## Begin THE RECORDS

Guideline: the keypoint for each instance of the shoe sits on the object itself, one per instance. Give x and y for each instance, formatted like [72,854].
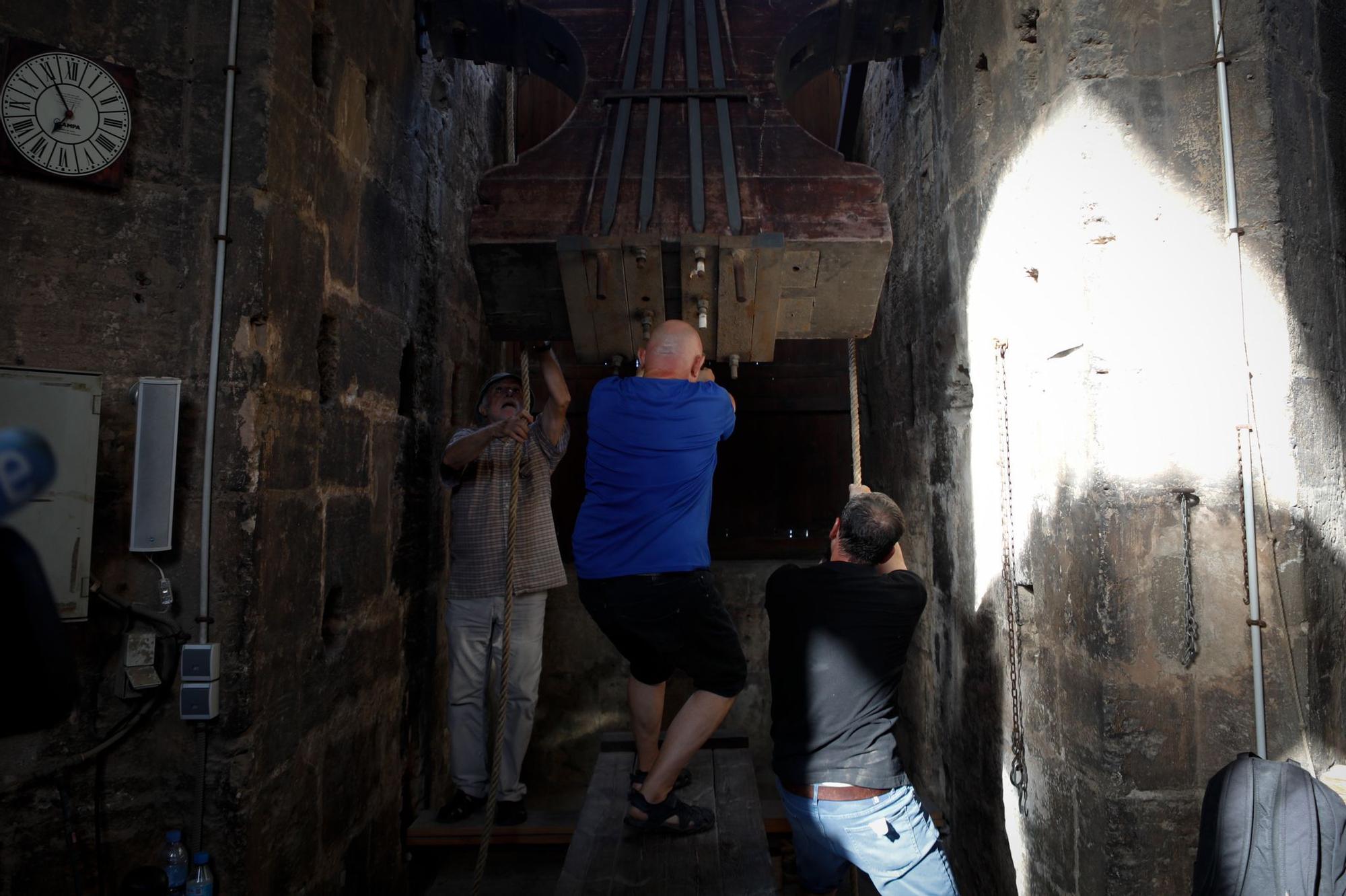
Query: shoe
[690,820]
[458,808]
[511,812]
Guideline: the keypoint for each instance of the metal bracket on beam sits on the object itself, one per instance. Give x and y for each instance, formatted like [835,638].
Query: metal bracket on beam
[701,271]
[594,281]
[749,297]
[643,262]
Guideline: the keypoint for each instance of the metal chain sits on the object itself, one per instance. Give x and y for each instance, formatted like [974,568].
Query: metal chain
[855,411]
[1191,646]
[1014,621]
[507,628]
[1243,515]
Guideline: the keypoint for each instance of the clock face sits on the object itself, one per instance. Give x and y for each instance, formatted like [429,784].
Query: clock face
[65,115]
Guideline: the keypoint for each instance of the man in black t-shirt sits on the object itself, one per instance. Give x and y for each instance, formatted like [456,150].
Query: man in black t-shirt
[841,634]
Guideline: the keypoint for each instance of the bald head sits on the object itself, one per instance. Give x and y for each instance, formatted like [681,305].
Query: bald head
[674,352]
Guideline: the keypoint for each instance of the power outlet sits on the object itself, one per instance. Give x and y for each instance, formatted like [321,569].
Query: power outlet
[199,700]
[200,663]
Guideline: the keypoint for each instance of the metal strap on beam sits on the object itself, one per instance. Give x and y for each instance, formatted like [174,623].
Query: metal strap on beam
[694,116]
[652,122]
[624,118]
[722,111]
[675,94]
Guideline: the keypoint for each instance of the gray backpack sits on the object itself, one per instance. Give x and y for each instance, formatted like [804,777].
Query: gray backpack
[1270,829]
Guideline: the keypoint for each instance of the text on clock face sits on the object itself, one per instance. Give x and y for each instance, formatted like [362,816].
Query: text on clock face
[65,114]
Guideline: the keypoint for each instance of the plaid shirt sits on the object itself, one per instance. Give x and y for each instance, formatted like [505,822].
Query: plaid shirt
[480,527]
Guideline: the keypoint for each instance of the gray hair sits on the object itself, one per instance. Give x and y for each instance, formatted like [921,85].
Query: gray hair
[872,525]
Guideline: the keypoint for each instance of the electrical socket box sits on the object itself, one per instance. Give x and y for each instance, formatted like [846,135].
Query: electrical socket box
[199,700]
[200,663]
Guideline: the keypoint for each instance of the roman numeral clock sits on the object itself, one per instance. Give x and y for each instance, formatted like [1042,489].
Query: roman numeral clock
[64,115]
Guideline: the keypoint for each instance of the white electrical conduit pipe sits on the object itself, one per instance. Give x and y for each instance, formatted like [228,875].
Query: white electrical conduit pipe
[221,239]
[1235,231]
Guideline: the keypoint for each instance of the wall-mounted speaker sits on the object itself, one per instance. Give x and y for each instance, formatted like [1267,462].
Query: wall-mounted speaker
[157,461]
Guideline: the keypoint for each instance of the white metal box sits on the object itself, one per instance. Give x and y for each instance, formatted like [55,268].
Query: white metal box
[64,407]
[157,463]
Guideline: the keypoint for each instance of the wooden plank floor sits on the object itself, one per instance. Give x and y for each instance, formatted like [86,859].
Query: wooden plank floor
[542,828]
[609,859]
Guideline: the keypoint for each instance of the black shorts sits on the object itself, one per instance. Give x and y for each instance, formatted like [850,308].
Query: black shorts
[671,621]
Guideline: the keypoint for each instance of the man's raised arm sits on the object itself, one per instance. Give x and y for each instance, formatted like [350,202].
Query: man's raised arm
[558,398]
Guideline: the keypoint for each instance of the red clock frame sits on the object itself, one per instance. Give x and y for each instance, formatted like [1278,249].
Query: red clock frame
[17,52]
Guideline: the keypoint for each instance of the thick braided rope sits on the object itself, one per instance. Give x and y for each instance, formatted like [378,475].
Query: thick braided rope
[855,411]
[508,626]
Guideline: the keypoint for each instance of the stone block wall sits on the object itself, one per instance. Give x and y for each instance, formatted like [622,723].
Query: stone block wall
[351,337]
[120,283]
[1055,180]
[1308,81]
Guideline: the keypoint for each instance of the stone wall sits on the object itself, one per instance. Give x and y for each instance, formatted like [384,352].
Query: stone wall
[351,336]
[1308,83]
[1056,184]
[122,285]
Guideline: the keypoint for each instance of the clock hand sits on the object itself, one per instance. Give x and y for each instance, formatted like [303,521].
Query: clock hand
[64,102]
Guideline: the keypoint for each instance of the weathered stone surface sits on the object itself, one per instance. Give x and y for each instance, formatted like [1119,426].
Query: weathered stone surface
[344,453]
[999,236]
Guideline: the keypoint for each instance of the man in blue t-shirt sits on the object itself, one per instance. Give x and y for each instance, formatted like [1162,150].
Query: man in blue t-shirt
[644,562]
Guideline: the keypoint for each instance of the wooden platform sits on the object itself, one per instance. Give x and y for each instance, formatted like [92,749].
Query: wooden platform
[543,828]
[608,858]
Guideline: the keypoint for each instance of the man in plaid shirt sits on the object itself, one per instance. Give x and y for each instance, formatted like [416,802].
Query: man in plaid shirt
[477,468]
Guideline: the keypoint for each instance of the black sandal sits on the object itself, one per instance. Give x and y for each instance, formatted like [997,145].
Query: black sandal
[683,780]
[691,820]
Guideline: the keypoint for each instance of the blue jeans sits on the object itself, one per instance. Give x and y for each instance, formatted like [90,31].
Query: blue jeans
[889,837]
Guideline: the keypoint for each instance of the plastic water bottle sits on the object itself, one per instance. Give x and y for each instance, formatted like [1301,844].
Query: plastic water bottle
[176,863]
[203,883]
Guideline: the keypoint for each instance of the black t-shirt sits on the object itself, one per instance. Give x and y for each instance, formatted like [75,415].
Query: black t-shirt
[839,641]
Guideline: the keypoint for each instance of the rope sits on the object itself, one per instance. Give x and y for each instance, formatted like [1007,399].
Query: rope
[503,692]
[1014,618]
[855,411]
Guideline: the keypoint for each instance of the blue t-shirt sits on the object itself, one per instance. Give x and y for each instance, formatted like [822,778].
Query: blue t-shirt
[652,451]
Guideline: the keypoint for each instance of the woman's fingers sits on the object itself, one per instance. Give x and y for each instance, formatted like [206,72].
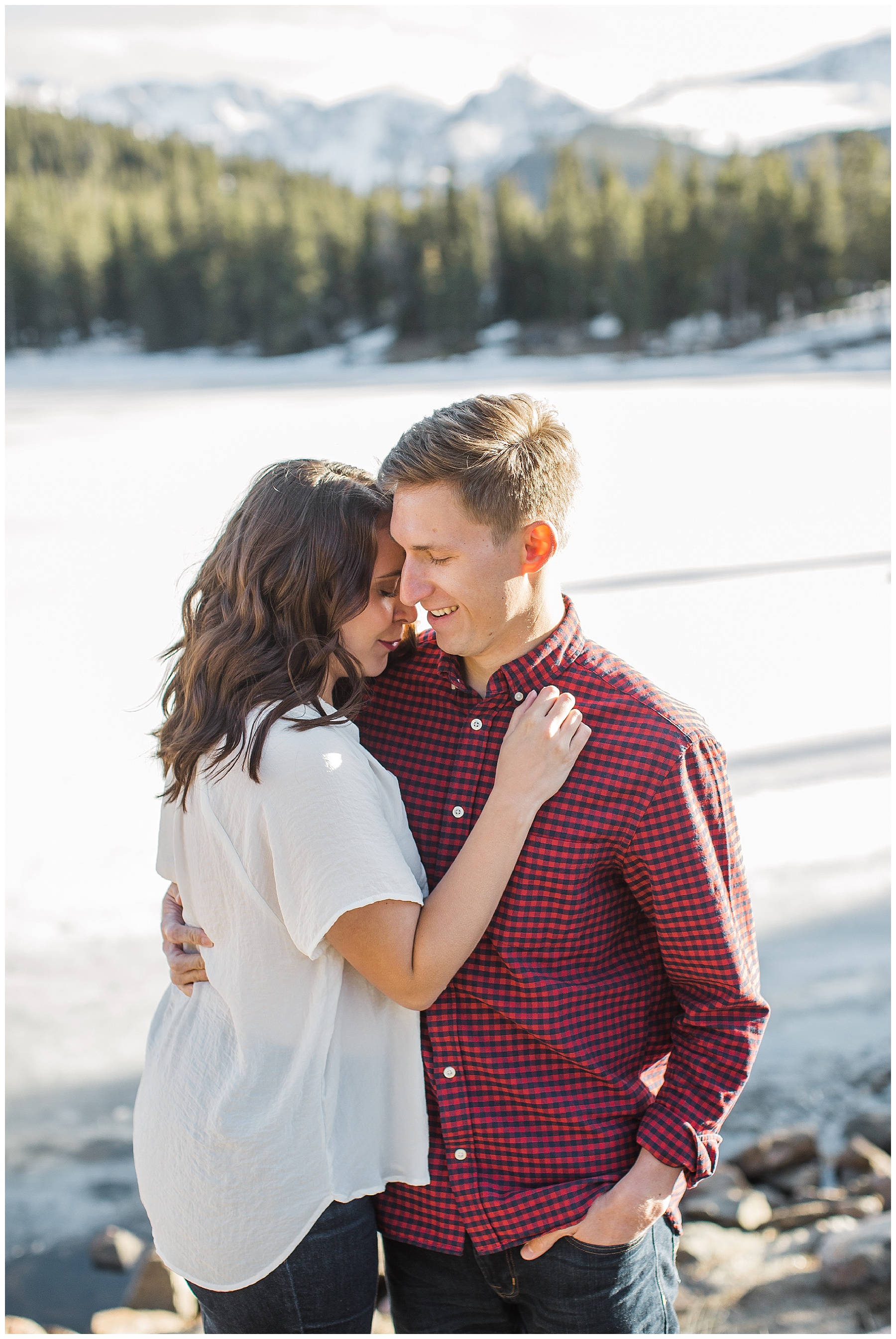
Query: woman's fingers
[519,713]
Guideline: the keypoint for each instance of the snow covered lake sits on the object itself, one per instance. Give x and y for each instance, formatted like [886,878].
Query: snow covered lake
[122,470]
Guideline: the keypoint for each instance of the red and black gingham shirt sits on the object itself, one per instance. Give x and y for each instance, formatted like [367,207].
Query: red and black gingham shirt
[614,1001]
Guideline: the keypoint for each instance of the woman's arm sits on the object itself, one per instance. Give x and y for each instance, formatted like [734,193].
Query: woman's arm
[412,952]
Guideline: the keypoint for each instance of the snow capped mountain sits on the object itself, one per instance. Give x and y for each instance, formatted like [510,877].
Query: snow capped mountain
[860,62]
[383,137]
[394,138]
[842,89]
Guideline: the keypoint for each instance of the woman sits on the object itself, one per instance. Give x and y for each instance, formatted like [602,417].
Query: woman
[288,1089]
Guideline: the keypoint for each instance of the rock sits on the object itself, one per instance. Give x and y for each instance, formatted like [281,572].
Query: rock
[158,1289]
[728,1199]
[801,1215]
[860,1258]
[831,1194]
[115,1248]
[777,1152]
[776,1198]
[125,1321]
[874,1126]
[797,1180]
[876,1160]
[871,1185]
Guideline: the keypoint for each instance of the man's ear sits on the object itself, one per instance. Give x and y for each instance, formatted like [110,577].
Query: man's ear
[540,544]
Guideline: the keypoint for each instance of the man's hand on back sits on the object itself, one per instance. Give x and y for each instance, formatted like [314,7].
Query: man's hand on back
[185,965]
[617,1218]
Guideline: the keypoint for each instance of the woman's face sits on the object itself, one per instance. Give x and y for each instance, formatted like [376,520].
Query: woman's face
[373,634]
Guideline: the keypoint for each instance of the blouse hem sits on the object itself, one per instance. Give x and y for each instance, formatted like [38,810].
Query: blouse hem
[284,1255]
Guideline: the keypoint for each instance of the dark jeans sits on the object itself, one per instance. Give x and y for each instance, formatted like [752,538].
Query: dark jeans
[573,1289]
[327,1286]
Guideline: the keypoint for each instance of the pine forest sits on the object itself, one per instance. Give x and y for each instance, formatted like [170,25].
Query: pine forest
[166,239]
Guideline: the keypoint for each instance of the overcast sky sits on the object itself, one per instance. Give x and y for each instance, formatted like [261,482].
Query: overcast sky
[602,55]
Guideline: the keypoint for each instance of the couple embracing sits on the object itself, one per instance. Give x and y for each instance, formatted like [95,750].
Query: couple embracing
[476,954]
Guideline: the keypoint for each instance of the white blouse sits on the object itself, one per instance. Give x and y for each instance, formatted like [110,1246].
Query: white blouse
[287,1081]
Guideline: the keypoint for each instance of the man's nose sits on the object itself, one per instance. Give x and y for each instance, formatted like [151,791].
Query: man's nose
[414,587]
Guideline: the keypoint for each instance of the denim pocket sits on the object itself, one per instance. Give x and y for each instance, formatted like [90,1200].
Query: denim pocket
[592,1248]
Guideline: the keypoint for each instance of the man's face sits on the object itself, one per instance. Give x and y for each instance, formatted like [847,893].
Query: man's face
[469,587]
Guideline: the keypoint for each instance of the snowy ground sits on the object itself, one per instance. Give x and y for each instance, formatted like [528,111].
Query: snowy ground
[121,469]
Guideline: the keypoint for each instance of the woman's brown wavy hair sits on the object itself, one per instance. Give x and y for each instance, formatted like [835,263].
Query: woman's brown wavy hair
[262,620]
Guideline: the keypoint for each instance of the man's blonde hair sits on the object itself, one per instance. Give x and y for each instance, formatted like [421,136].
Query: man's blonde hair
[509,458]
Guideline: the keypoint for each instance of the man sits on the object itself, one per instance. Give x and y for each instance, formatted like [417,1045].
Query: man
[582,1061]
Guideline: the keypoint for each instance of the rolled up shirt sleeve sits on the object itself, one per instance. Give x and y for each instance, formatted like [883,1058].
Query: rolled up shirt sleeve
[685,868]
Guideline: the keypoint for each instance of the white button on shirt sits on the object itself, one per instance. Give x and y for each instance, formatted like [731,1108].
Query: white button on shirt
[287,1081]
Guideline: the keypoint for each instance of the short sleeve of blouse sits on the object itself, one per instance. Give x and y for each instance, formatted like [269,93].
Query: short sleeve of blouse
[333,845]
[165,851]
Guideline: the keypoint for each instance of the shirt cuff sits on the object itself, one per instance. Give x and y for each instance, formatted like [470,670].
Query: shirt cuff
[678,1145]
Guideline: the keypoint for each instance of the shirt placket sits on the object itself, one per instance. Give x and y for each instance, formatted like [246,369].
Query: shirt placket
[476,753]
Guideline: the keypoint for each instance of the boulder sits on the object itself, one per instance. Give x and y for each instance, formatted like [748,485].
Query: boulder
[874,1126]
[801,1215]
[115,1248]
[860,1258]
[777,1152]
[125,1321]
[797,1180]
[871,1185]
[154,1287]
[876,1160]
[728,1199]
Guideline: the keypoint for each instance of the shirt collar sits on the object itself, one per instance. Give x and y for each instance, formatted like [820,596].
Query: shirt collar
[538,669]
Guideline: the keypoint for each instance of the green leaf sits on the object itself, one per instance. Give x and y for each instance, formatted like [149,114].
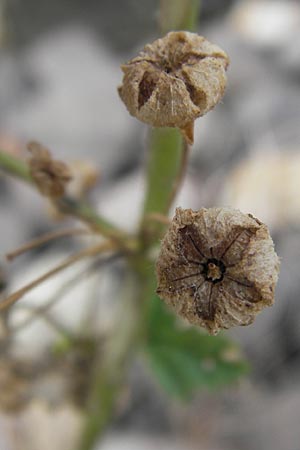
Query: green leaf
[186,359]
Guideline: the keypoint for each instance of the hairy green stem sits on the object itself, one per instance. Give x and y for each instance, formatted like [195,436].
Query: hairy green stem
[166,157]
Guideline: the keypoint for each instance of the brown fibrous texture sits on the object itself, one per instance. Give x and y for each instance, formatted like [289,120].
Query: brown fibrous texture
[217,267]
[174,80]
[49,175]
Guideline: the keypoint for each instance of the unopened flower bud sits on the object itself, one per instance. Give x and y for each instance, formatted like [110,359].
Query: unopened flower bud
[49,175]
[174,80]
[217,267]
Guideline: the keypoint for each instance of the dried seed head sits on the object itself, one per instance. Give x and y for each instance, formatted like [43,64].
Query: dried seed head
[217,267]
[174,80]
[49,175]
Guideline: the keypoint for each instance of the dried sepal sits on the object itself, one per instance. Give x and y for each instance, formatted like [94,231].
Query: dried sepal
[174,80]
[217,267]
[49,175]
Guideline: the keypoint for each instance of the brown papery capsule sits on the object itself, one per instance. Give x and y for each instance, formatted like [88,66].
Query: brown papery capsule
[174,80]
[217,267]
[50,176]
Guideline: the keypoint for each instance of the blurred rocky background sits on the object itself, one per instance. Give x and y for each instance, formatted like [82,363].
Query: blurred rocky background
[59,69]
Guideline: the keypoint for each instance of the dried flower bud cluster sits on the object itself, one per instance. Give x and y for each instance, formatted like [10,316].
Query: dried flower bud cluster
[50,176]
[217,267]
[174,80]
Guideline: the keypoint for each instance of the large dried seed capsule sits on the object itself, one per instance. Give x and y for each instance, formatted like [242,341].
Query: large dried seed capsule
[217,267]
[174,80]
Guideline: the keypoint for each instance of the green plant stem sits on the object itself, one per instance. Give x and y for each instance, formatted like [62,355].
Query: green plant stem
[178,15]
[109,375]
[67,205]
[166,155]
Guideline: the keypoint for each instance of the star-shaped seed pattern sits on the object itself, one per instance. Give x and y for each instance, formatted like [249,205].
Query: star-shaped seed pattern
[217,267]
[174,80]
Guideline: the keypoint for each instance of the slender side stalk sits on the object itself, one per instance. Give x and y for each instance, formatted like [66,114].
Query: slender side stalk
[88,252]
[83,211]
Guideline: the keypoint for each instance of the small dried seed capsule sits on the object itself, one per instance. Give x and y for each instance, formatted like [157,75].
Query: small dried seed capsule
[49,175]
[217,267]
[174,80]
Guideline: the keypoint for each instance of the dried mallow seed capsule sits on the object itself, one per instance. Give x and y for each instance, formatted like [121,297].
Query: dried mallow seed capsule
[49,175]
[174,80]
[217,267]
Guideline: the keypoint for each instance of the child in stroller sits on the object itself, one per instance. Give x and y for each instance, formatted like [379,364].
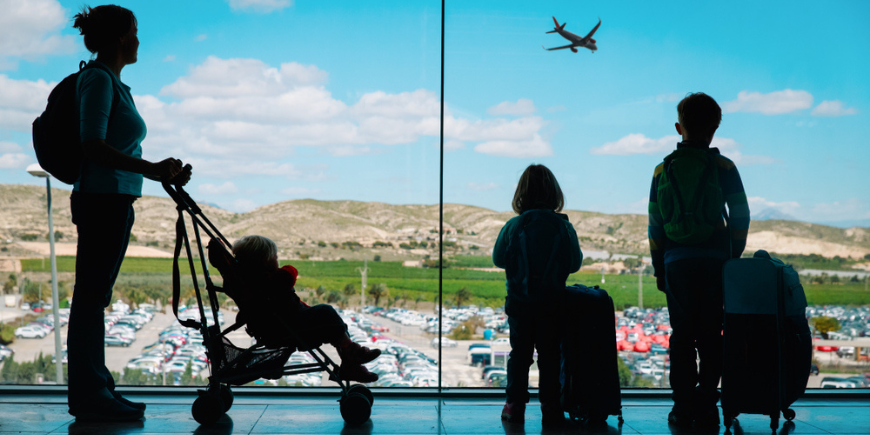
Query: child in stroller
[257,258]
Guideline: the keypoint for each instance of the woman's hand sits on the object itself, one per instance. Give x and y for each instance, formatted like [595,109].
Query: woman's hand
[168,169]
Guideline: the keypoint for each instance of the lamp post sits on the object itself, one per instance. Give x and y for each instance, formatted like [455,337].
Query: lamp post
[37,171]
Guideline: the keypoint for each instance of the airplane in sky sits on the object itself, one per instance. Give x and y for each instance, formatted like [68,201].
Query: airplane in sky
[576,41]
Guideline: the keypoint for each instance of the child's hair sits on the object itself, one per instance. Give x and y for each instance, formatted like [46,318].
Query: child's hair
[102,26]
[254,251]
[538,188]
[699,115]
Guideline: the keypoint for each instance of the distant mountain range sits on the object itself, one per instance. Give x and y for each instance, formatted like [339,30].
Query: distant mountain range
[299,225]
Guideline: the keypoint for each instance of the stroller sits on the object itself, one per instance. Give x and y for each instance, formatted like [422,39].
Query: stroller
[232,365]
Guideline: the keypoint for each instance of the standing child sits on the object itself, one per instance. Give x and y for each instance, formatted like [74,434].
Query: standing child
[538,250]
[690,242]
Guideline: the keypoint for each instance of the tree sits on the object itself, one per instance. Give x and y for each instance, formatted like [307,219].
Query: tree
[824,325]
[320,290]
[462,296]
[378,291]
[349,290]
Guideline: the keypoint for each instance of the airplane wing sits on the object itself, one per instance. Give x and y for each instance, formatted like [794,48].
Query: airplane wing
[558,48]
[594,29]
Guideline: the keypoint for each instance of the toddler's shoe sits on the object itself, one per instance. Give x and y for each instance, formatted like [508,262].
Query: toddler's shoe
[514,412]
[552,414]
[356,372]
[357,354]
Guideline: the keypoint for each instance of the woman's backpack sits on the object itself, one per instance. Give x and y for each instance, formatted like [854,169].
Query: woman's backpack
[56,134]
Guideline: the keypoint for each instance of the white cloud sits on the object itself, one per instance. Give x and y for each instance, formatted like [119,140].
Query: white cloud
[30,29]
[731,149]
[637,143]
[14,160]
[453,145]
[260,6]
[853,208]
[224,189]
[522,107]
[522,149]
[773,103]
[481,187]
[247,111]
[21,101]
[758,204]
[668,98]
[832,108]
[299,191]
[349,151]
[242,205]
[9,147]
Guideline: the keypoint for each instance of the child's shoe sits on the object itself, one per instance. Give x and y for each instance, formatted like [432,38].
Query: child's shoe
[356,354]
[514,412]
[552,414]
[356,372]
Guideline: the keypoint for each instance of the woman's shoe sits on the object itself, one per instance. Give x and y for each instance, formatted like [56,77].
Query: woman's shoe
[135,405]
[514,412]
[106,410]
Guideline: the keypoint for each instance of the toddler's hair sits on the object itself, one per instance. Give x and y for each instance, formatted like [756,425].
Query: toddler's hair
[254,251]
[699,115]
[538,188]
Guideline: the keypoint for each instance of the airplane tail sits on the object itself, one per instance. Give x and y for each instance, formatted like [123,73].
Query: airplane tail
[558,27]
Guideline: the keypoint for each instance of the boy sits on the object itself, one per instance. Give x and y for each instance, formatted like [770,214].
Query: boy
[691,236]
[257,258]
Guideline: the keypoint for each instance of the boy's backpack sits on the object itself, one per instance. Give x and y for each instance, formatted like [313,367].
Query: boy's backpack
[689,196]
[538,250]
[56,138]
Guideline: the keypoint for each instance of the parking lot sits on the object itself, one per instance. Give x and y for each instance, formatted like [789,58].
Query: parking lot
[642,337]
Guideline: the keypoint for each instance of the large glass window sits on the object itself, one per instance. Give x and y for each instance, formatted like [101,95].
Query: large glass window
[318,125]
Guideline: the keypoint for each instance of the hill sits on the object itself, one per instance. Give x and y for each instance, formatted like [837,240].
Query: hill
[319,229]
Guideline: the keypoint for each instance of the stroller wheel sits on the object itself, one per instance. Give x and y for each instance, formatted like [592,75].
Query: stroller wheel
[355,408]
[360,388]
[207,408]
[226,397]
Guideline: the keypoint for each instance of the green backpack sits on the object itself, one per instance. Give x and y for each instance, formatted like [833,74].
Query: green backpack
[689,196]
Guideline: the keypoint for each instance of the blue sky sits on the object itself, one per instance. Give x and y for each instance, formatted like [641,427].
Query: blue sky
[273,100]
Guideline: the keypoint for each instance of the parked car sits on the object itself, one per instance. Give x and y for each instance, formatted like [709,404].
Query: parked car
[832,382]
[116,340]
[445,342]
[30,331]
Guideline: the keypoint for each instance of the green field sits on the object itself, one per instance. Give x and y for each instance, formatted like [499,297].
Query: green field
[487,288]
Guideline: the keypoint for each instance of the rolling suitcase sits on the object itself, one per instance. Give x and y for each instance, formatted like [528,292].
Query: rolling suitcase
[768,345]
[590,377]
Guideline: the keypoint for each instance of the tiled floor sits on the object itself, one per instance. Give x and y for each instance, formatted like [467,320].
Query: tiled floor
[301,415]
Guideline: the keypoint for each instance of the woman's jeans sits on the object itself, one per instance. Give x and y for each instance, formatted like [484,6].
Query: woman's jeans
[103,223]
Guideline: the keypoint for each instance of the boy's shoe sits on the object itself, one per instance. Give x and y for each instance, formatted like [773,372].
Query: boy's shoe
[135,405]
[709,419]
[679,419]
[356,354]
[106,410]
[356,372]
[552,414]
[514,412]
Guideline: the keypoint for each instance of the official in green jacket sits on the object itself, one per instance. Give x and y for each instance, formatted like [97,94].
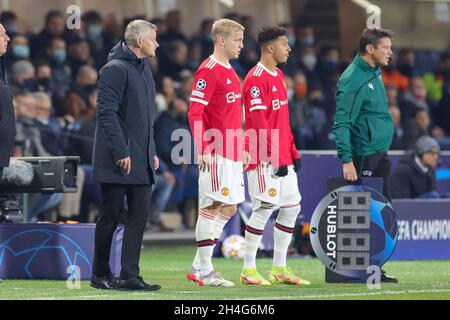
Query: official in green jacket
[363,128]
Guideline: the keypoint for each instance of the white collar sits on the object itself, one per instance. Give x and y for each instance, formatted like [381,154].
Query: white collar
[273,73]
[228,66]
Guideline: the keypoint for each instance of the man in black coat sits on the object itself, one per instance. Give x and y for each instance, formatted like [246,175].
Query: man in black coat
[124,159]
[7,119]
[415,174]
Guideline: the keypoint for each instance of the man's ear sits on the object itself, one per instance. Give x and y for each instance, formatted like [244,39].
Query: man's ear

## End THE RECORDS

THE PROBLEM: Begin with the line that contains "Guideline: the keypoint for each instance of the boy's shoe" and repeat every line through the end of the data, exactly and only those lines, leaving out the pictures.

RESULT OF THIS TASK:
Guideline: the keypoint for each instance of the boy's shoe sits on the object itself, one per instance. Give x and y for each instance, formatted like [773,372].
Query: boy's shoe
[135,405]
[709,419]
[679,419]
[356,354]
[106,410]
[356,372]
[552,414]
[514,412]
Guideline: the keypoint for each instance of the official in green jacket sits on the object itself, one per instance. Give x and y for each instance, formatted like [97,94].
Query: official in green jacket
[363,128]
Guideline: the keypoint for each instance of the white collar sits on the object itself, one per instance. Give x and y for each instance, formatted like [381,154].
Query: white collar
[273,73]
[228,66]
Guideline: the keypoint for each instance of the man in black coat sits on the object itself, one per instance. Give x and y for each instance, formatted like [246,175].
Query: man in black coat
[124,159]
[7,119]
[415,174]
Guideline: the keypoint for each instance of the man's ear sits on the object itself, one per instance. Give x and y for each instance, formatted like [244,39].
Query: man's ear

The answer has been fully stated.